DATA EXTRACTS ::
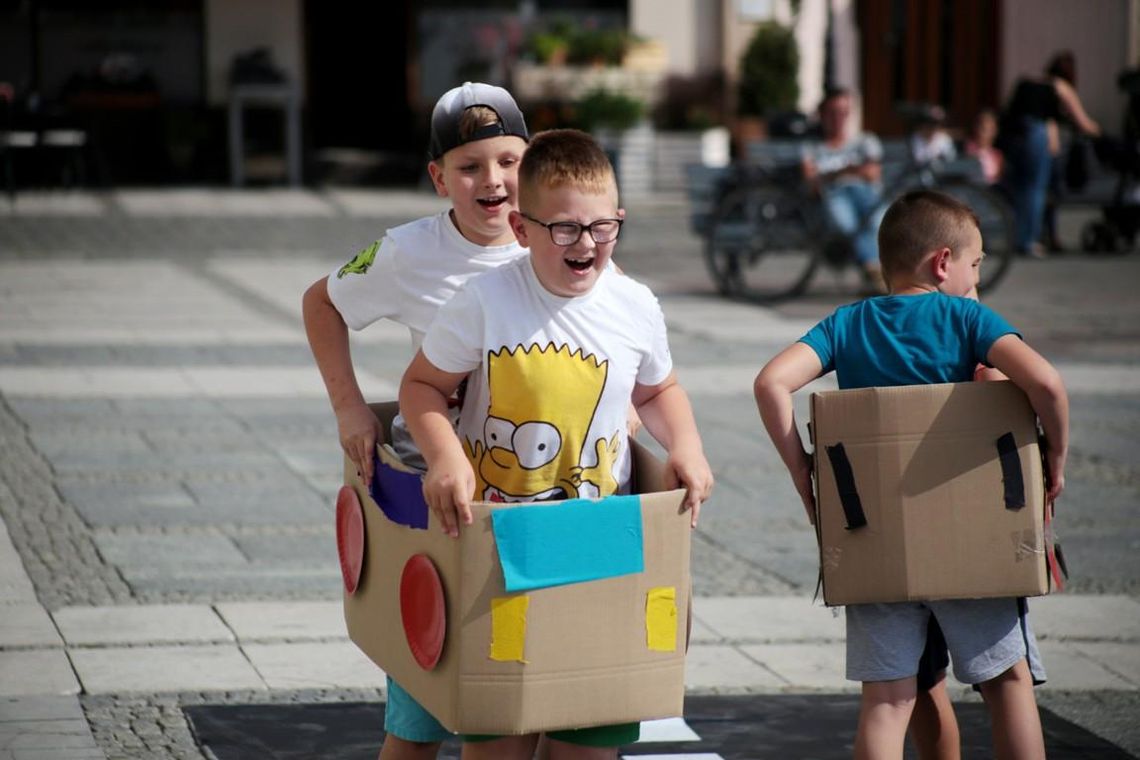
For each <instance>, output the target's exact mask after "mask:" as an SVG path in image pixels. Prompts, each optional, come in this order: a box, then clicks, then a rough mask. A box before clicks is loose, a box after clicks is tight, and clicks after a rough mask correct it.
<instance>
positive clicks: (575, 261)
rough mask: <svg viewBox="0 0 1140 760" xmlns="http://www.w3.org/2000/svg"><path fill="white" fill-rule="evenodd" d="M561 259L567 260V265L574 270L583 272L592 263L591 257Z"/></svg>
mask: <svg viewBox="0 0 1140 760" xmlns="http://www.w3.org/2000/svg"><path fill="white" fill-rule="evenodd" d="M563 261H565V262H567V267H569V268H570V269H572V270H575V271H576V272H584V271H586V270H587V269H589V268H591V267H593V265H594V260H593V259H563Z"/></svg>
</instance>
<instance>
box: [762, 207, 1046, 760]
mask: <svg viewBox="0 0 1140 760" xmlns="http://www.w3.org/2000/svg"><path fill="white" fill-rule="evenodd" d="M984 255H985V254H984V252H983V250H982V234H980V232H979V230H978V223H977V218H976V216H975V215H974V213H972V211H970V209H969V207H968V206H966V205H963V204H961V203H959V202H958V201H955V199H953V198H951V197H948V196H945V195H942V194H938V193H934V191H930V190H917V191H913V193H910V194H906V195H904V196H903V197H902V198H899V199H898V201H896V202H895V203H894V204H891V206H890V209H889V210H888V211H887V214H886V216H885V218H884V220H882V226H881V227H880V229H879V256H880V261H881V263H882V272H884V276H885V279H886V281H887V285H888V287H889V295H885V296H880V297H874V299H869V300H866V301H862V302H860V303H855V304H852V305H847V307H842V308H840V309H838V310H837V311H836V312H834V313H832V314H831V316H829V317H828V318H825V319H824V320H823V321H821V322H820V324H819V325H816V326H815V327H814V328H812V329H811V330H809V332H808V333H807V334H806V335H805V336H804V337H803V338H800V340H799V341H798V342H796V343H795V344H792V345H791V346H789V348H787V349H784V350H783V351H782V352H781V353H780V354H777V356H776V357H775V358H773V359H772V360H771V361H769V362H768V363H767V365H766V366H765V367H764V369H762V370H760V373H759V375H758V376H757V378H756V384H755V389H754V390H755V393H756V401H757V406H758V407H759V410H760V417H762V418H763V420H764V425H765V428H766V430H767V432H768V435H769V436H771V438H772V441H773V443H774V444H775V447H776V449H777V450H779V451H780V456H781V458H782V459H783V461H784V464H785V465H787V467H788V471H789V472H790V474H791V476H792V482H793V483H795V485H796V490H797V492H798V493H799V496H800V499H801V500H803V502H804V508H805V509H806V510H807V514H808V518H809V520H812V516H813V515H814V509H815V497H814V495H813V490H812V465H811V457H809V456H808V453H807V452H806V451H805V450H804V444H803V441H801V439H800V435H799V431H798V430H797V427H796V419H795V414H793V408H792V393H795V392H796V391H798V390H799V389H801V387H803V386H804V385H806V384H807V383H809V382H812V381H813V379H815V378H816V377H819V376H821V375H824V374H827V373H830V371H832V370H834V371H836V375H837V378H838V381H839V386H840V387H845V389H846V387H868V386H889V385H918V384H929V383H954V382H968V381H971V379H972V378H974V374H975V369H976V368H977V365H978V363H979V362H980V363H985V365H988V366H992V367H995V368H998V369H999V370H1001V371H1002V373H1004V374H1005V375H1007V376H1008V377H1009V378H1010V379H1011V381H1012V382H1013V383H1016V384H1017V385H1018V386H1019V387H1020V389H1021V390H1024V391H1025V393H1026V395H1028V398H1029V402H1031V404H1032V406H1033V409H1034V411H1035V412H1036V414H1037V417H1039V418H1040V419H1041V424H1042V427H1043V428H1044V433H1045V441H1047V444H1048V446H1047V448H1045V469H1047V473H1048V477H1049V481H1048V488H1047V493H1045V498H1047V499H1048V500H1049V501H1053V500H1055V499H1056V498H1057V497H1058V496H1060V493H1061V491H1062V490H1064V487H1065V460H1066V457H1067V453H1068V398H1067V395H1066V392H1065V386H1064V383H1062V382H1061V378H1060V375H1059V374H1058V373H1057V370H1056V369H1055V368H1053V367H1052V366H1051V365H1050V363H1049V362H1048V361H1045V359H1043V358H1042V357H1041V356H1040V354H1039V353H1037V352H1036V351H1034V350H1033V349H1031V348H1029V346H1028V345H1026V343H1025V342H1024V341H1023V340H1021V337H1020V335H1019V334H1018V333H1017V332H1016V330H1015V329H1013V328H1012V327H1011V326H1010V325H1009V322H1007V321H1005V320H1004V319H1003V318H1001V317H1000V316H999V314H998V313H996V312H994V311H993V310H991V309H988V308H987V307H985V305H983V304H980V303H978V302H977V301H974V300H971V299H968V297H963V296H964V294H967V293H970V291H971V289H972V288H974V287H975V286H976V285H977V280H978V271H979V267H980V265H982V260H983V258H984ZM947 294H962V295H961V296H960V295H947ZM931 615H934V618H935V619H936V620H937V621H938V623H939V626H941V628H942V630H943V632H944V635H945V638H946V643H947V645H948V648H950V653H951V659H952V660H953V663H954V673H955V676H956V677H958V679H959V680H960V681H962V683H966V684H972V685H976V686H977V687H978V689H979V690H980V692H982V694H983V696H984V697H985V701H986V706H987V708H988V710H990V713H991V720H992V724H993V737H994V750H995V754H996V757H1016V758H1044V739H1043V736H1042V730H1041V720H1040V717H1039V714H1037V710H1036V702H1035V698H1034V695H1033V683H1034V680H1041V679H1043V672H1041V671H1040V662H1039V655H1037V651H1036V641H1035V639H1034V637H1033V631H1032V629H1031V628H1029V624H1028V615H1027V610H1026V603H1025V599H1024V598H1021V599H1018V598H998V599H947V600H938V602H926V603H893V604H857V605H848V606H847V677H848V678H849V679H852V680H858V681H862V683H863V698H862V706H861V711H860V721H858V729H857V733H856V738H855V757H856V758H872V757H874V758H879V757H890V758H902V757H903V743H904V737H905V734H906V726H907V721H909V719H910V717H911V712H912V710H913V708H914V703H915V696H917V687H915V672H917V670H918V661H919V657H920V656H921V653H922V649H923V646H925V644H926V632H927V626H928V622H929V620H930V616H931Z"/></svg>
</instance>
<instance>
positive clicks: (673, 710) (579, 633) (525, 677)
mask: <svg viewBox="0 0 1140 760" xmlns="http://www.w3.org/2000/svg"><path fill="white" fill-rule="evenodd" d="M374 409H377V410H378V414H380V415H381V417H382V420H384V430H388V420H390V418H391V415H392V412H393V408H392V406H389V404H383V406H378V407H374ZM634 457H635V461H634V468H635V472H636V474H637V477H638V484H640V487H641V490H642V492H643V496H641V497H610V499H614V498H618V499H626V506H627V507H628V506H629V502H630V501H632V502H633V504H634V508H637V505H636V502H637V501H640V521H641V533H642V541H643V557H644V570H643V571H642V572H636V573H628V574H619V575H616V577H609V578H604V579H602V580H589V581H585V582H572V583H567V585H560V586H552V587H545V588H535V589H530V590H524V591H519V593H508V591H507V590H506V587H505V573H504V567H503V566H502V564H500V562H499V551H500V550H503V547H499V546H497V545H496V538H495V536H496V534H495V530H496V529H497V526H496V525H494V524H492V523H494V520H495V517H494V515H495V514H496V513H504V512H518V514H520V515H528V514H529V515H535V514H537V513H536V510H543V514H544V515H547V516H549V515H555V514H565V515H569V514H570V513H565V512H564V510H568V509H580V508H584V507H583V506H578V505H580V504H583V502H569V501H564V502H554V504H546V505H532V504H490V502H482V501H478V502H475V504H474V505H473V507H472V512H473V515H474V524H472V525H469V526H461V531H459V538H458V539H454V538H449V537H447V536H445V534H443V533H442V532H441V531H440V528H439V524H438V523H437V521H435V517H434V516H433V515H432V516H430V518H429V523H427V529H426V530H420V529H415V528H409V526H407V525H401V524H397V523H396V522H393V521H392V520H389V518H388V517H386V516H385V514H384V513H383V512H382V509H381V507H380V506H378V505H377V504H376V502H375V501H374V500H373V499H372V497H370V496H369V492H368V490H366V489H365V488H364V487H363V484H361V483H360V481H359V479H358V477H357V475H356V469H355V467H353V466H352V465H351V463H347V467H345V483H347V484H348V485H350V487H351V488H352V489H353V491H355V492H356V495H357V497H358V498H359V501H360V505H361V507H363V509H361V512H363V515H364V530H365V550H364V555H365V558H364V565H363V570H361V572H360V577H359V582H358V583H357V585H356V586H357V588H356V590H355V593H351V594H350V593H348V591H347V593H345V595H344V616H345V621H347V623H348V630H349V636H350V637H351V639H352V640H353V641H355V643H356V644H357V646H359V647H360V649H363V651H364V652H365V654H367V655H368V657H370V659H372V660H373V661H374V662H376V664H378V665H380V667H381V668H383V669H384V671H386V672H388V673H389V675H390V676H392V677H393V678H394V679H396V680H397V681H398V683H399V684H400V685H401V686H402V687H404V688H406V689H407V690H408V692H409V693H410V694H412V695H413V696H415V697H416V698H417V700H418V701H420V702H421V703H422V704H423V705H424V706H425V708H426V709H427V710H429V711H430V712H432V714H434V716H435V717H437V718H438V719H439V720H440V722H441V724H443V725H445V726H446V727H447V728H449V729H450V730H454V732H458V733H473V734H523V733H531V732H540V730H553V729H560V728H576V727H583V726H591V725H600V724H614V722H626V721H629V722H632V721H636V720H643V719H651V718H665V717H675V716H681V714H682V712H683V702H684V670H685V648H686V644H687V622H689V620H687V619H689V615H690V611H689V600H690V575H689V558H690V526H689V521H690V515H689V514H687V513H681V510H679V507H681V501H682V498H683V496H684V491H679V490H675V491H668V492H660V491H661V489H662V483H663V481H662V468H661V464H660V461H658V460H655V459H654V458H653V457H652V456H651V455H650V453H649V452H648V451H645V450H644V449H642V448H641V447H636V446H635V447H634ZM389 464H391V463H389ZM413 477H416V479H417V477H418V476H413ZM416 482H417V481H415V482H414V483H413V485H414V484H415V483H416ZM385 498H386V497H385ZM610 499H603V500H601V501H598V502H585V505H586V506H587V507H588V505H591V504H594V505H595V506H598V505H600V506H606V505H608V504H609V502H610ZM524 507H529V509H528V510H526V512H524V510H523V508H524ZM552 510H563V513H555V512H552ZM627 514H630V515H636V513H627ZM540 516H541V515H540ZM499 518H500V520H502V517H499ZM633 518H635V517H633ZM500 536H502V533H500ZM555 542H557V541H555ZM538 548H540V549H541V551H539V554H544V553H545V554H551V555H554V556H555V557H556V556H559V548H560V547H559V546H540V547H538ZM414 555H426V557H429V558H430V561H431V565H433V566H434V569H435V570H437V571H438V575H439V578H440V581H441V585H442V596H443V598H445V605H443V608H445V610H446V621H443V622H442V628H443V630H442V634H443V637H442V638H443V640H442V649H441V653H440V655H439V660H438V662H437V663H435V664H434V667H432V668H425V667H422V665H421V664H420V662H417V659H416V656H417V654H416V653H414V652H413V651H412V646H410V645H409V637H408V636H407V635H406V632H405V627H404V622H402V620H404V618H405V616H408V618H410V616H413V615H414V614H415V611H410V613H409V612H408V611H407V610H406V611H405V613H401V606H400V603H401V600H400V583H401V577H402V575H404V573H405V572H406V567H408V563H409V558H410V557H413V556H414ZM540 558H541V557H539V559H540ZM347 589H348V586H347ZM660 589H671V594H673V599H671V600H670V599H668V598H667V597H668V596H669V591H661V590H660ZM521 597H527V600H526V602H521V603H520V598H521ZM496 600H497V602H496ZM519 604H524V605H526V607H520V606H519ZM495 605H505V606H500V607H498V608H497V612H496V613H492V606H495ZM670 614H671V619H670ZM523 619H524V632H522V631H520V622H521V621H522V620H523ZM516 635H518V636H516ZM413 638H415V635H413ZM429 648H430V647H429ZM420 654H421V655H423V654H424V653H423V652H421V653H420ZM492 656H494V657H498V659H492ZM424 660H425V661H426V662H427V663H429V664H430V660H431V652H427V653H426V657H424Z"/></svg>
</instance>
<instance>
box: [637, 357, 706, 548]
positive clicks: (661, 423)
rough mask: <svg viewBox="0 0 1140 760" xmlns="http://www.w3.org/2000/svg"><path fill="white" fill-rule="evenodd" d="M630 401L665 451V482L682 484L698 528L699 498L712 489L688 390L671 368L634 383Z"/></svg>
mask: <svg viewBox="0 0 1140 760" xmlns="http://www.w3.org/2000/svg"><path fill="white" fill-rule="evenodd" d="M633 404H634V409H636V410H637V414H638V415H640V416H641V418H642V423H643V424H644V425H645V430H648V431H649V432H650V435H652V436H653V438H654V439H657V442H658V443H660V444H661V446H662V447H665V450H666V451H667V452H668V458H667V459H666V463H665V479H666V484H667V485H668V487H669V488H677V487H679V485H684V488H685V491H686V493H685V501H684V508H685V509H691V510H692V513H693V515H692V518H691V520H690V523H689V524H690V525H692V526H693V528H697V518H698V517H699V516H700V512H701V502H702V501H705V500H706V499H708V498H709V493H711V492H712V471H711V469H710V468H709V463H708V460H707V459H706V458H705V448H703V447H702V446H701V436H700V433H698V432H697V420H695V419H693V407H692V404H691V403H690V402H689V394H687V393H685V390H684V389H683V387H681V385H679V384H678V383H677V376H676V375H675V374H674V373H671V371H670V373H669V376H668V377H666V378H665V379H663V381H661V382H660V383H658V384H657V385H641V384H637V385H635V386H634V393H633Z"/></svg>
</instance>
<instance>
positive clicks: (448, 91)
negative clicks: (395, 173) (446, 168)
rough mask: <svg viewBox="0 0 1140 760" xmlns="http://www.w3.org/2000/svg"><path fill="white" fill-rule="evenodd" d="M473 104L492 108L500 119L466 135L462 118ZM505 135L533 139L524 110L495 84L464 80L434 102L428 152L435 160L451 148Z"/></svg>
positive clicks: (508, 93)
mask: <svg viewBox="0 0 1140 760" xmlns="http://www.w3.org/2000/svg"><path fill="white" fill-rule="evenodd" d="M472 106H486V107H487V108H490V109H491V111H494V112H495V113H496V114H498V117H499V122H498V123H497V124H487V125H486V126H481V128H479V129H477V130H475V131H474V132H473V133H472V134H470V136H467V137H466V138H463V137H462V136H461V134H459V117H461V116H463V112H464V111H466V109H467V108H471V107H472ZM503 134H514V136H515V137H521V138H522V139H523V140H529V139H530V136H529V134H528V133H527V122H526V121H523V119H522V112H521V111H519V106H518V104H515V101H514V98H512V97H511V93H510V92H507V91H506V90H504V89H503V88H500V87H495V85H494V84H483V83H482V82H464V83H463V84H461V85H459V87H457V88H454V89H450V90H448V91H447V92H445V93H443V96H442V97H441V98H440V99H439V100H438V101H437V103H435V108H434V111H432V113H431V141H430V142H429V145H427V155H429V157H430V158H431V160H432V161H435V160H438V158H439V157H440V156H442V155H443V154H445V153H447V152H448V150H450V149H451V148H457V147H459V146H461V145H464V144H466V142H474V141H475V140H484V139H487V138H490V137H500V136H503Z"/></svg>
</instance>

HOW TO COMPLETE THIS TASK ::
Copy the entries word for word, from the start of the entries through the line that contains "box: [762, 207, 1046, 760]", including both ends, and leave the pictures out of your answer.

EXERCISE SOLUTION ::
For each <instance>, output the target's exact mask after "mask:" as an SVG path in image pixels. Prompts, each optional, come in this order: a box, then clicks, then a rough mask. A box before clicks is loose, a box after clicks is tight, and clicks after a rough mask correct it.
<instance>
positive clicks: (575, 261)
rough mask: <svg viewBox="0 0 1140 760" xmlns="http://www.w3.org/2000/svg"><path fill="white" fill-rule="evenodd" d="M561 259L567 260V265L574 270L583 272L592 263L591 257Z"/></svg>
mask: <svg viewBox="0 0 1140 760" xmlns="http://www.w3.org/2000/svg"><path fill="white" fill-rule="evenodd" d="M563 261H565V262H567V267H569V268H570V269H572V270H575V271H576V272H584V271H586V270H587V269H589V268H591V267H593V265H594V260H593V259H563Z"/></svg>
</instance>
<instance>
box: [762, 207, 1046, 760]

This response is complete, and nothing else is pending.